_What you will do_
1. Reproduce the passage from the forum post below on processing a big flat file, starting with "Even after changing" and going on through "would be appreciated.".
2. Resume the forum post below about processing a big flat file, writing on from its final sentence.

— BEGIN Quoted text —

Processing Big Flat File 4

Extension · Apr 26, 2007

Hi,

I have a flat file which has 90000 records - one per line - and the processing time is quite lengthy. (File size is almost 10 mb)
I decided to remove the "new line" so it would minimize the number of lines and also the size of the file; size is now 3.5 mb.
Even after changing the data structure, it takes almost 5-6 full seconds to loop around the data.

Question: So I change the data structure ? So I convert the data to an hash and then loop trough the hash to do the comparison ? Your input and expertise would be appreciated.

— END Quoted text —
— BEGIN Material supplied —

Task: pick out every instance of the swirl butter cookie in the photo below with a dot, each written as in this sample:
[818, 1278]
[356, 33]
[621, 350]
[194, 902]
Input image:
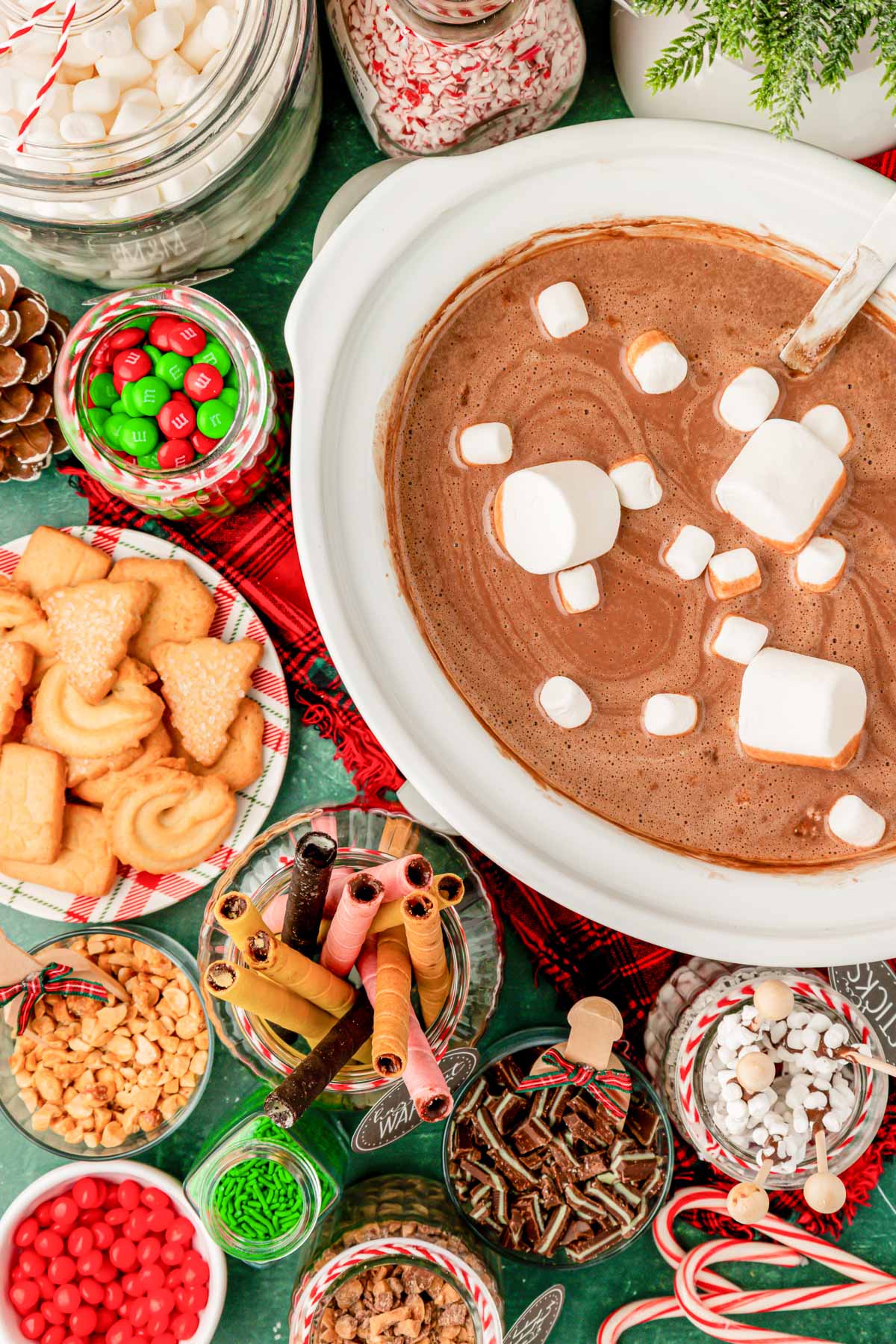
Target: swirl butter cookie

— END Material supplied —

_Answer set_
1.
Even after changing the data structure, it takes almost 5-6 full seconds to loop around the data.

Question: So I change the data structure ? So I convert the data to an hash and then loop trough the hash to do the comparison ? Your input and expertise would be appreciated.

2.
Data Structure:
OLD:

Code:

93993|AD003|IBG0034591
93994|AB010|IBG0105789
93995|DE012|IBG0124585
93996|EF123|IBG1237833

New:

Code:

93993|AD003|IBG0034591?93994|AB010|IBG0105789?93995|DE012|IBG0124585?93996|EF123|IBG1237833

Code to process new data structure:

Code:

sub GetData {

open(FILE,"$File") || die "Could not open $File";
my @Array = <FILE>;
close(FILE);
			
foreach my $Record (@Array) {

	my @DataSets = split(/\?/,$Record);
			
	foreach my $DataSet (@DataSets) {
			
		my ($ID, $REF_NUMBER, $SEC_NUMBER) = split(/\|/,$DataSet);
			
		if ($ID eq $InputID) {
			$Value = $REF_NUMBER;
		}

	}
	
}
	
return $Value

}

Kirsle · Apr 26, 2007

Try convering your data structure into a hash like this:

Code:

$VAR1 = {
   $ID => {
      REF_NUMBER => $REF_NUMBER,
      SEC_NUMBER => $SEC_NUMBER,
   },
   # so-on for each one
};

The code to do this once would be like the code you already have. Just have it create a new hash key for each $ID and put the $REF_NUMBER and $SEC_NUMBER under that hash.

Use Data:

umper to dump the hash into a file. When you need it later, just `do` the file, and then a simple exists $hash->{$ID} is all that's needed later.

Code:

# Run this code once to build the hash ref.
# It will take a few seconds here, but
# it's more efficient in the long run.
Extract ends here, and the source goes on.